Entries from an annotation dataset:
════

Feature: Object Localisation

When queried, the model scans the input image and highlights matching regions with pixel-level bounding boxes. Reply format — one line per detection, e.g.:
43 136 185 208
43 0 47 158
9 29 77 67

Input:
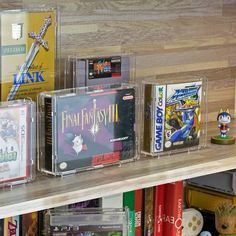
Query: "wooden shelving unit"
0 121 236 218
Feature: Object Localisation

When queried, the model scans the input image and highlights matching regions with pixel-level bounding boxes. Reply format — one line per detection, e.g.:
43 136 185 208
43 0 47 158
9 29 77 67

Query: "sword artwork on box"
0 9 57 101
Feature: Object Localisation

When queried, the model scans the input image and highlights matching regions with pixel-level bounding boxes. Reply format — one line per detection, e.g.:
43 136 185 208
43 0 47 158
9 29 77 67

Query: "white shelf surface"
0 121 236 218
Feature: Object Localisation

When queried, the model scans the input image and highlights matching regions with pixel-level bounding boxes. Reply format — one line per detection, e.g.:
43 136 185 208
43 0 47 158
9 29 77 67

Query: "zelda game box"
39 85 136 175
0 8 58 101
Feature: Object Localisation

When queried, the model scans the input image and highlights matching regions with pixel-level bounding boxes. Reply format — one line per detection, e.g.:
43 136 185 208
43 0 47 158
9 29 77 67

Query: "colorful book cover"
163 181 183 236
4 216 21 236
0 9 57 101
21 212 39 236
123 191 135 236
154 184 166 236
143 187 154 236
134 189 143 236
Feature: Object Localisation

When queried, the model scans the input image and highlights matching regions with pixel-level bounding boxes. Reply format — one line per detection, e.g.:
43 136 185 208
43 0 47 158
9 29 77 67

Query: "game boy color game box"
0 8 57 101
39 85 137 175
143 76 204 154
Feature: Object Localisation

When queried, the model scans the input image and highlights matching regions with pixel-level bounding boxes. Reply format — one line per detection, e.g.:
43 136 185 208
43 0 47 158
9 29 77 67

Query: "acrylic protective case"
142 74 207 156
38 84 138 175
44 208 129 236
64 52 135 88
0 7 60 101
0 100 36 187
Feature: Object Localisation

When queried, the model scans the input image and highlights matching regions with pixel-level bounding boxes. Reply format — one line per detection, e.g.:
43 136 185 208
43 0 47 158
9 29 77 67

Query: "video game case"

════

Work required:
Rewrite the records as a numbered list, one item per line and with blank lines dropped, beginning at the first line and stopping after the line that contains "0 100 36 187". Omit the pictures from your answer.

Solution to this task:
1. Feature: Object Localisation
2. When queried, the model scans the input image and highlights matching regions with pixel-level bounding boxes. Reply format — one line per detection, e.g.:
3. 43 136 185 208
4. 43 0 47 158
5. 9 29 77 67
6. Input:
7. Query: "wooden shelving unit"
8. 0 121 236 218
9. Feature: Object Localisation
10. When queried, the model scans the input image and highlights matching regions with pixel-level bounding boxes. Reply format — one line per detection, e.g.:
11. 43 136 185 208
12. 43 0 47 158
13. 9 29 77 67
14. Query: "sword artwork on box"
15. 0 9 57 101
16. Feature: Object Localisation
17. When queried, the model scans the input image and highlights matching regions with pixel-level bounding boxes. Reply format — one line per detection, e.g.:
18. 43 136 185 208
19. 43 0 47 158
20. 9 29 77 67
21. Query: "white shelf surface"
22. 0 121 236 218
23. Feature: Object Localisation
24. When queried, the model scans the input image and highlights matching regions with pixel-level bounding boxes. Reply format — one line per detection, e.g.:
25. 43 136 185 208
26. 43 0 47 158
27. 9 29 77 67
28. Query: "zelda game box"
29. 39 85 136 175
30. 0 8 58 101
31. Feature: Object Localisation
32. When queried, the model scans the input image and highlights matching regions with pixel-level bounding boxes. Reply format — one line per detection, e.g.:
33. 43 136 185 208
34. 43 0 47 158
35. 9 29 77 67
36. Query: "colorful book cover"
37. 163 181 183 236
38. 4 216 21 236
39. 0 9 57 101
40. 21 212 39 236
41. 123 191 135 236
42. 154 184 166 236
43. 143 187 154 236
44. 134 189 143 236
45. Feature: Object Localisation
46. When queried, the model scans the input image and highlights matching regions with pixel-level bounding boxes. Reply format — one line per detection, e.g.:
47. 43 136 185 208
48. 43 0 47 158
49. 9 29 77 67
50. Query: "game boy color game box"
51. 0 8 57 101
52. 39 85 137 175
53. 143 76 204 154
54. Feature: Object Localisation
55. When queried, the model scans the input image and highlights matching regions with pixel-level bounding boxes. Reply format — one line per detection, e.g.:
56. 43 136 185 208
57. 43 0 47 158
58. 9 29 77 67
59. Query: "acrylic protective case"
60. 142 74 207 156
61. 38 84 138 175
62. 44 208 129 236
63. 64 52 135 88
64. 0 7 60 101
65. 0 100 36 187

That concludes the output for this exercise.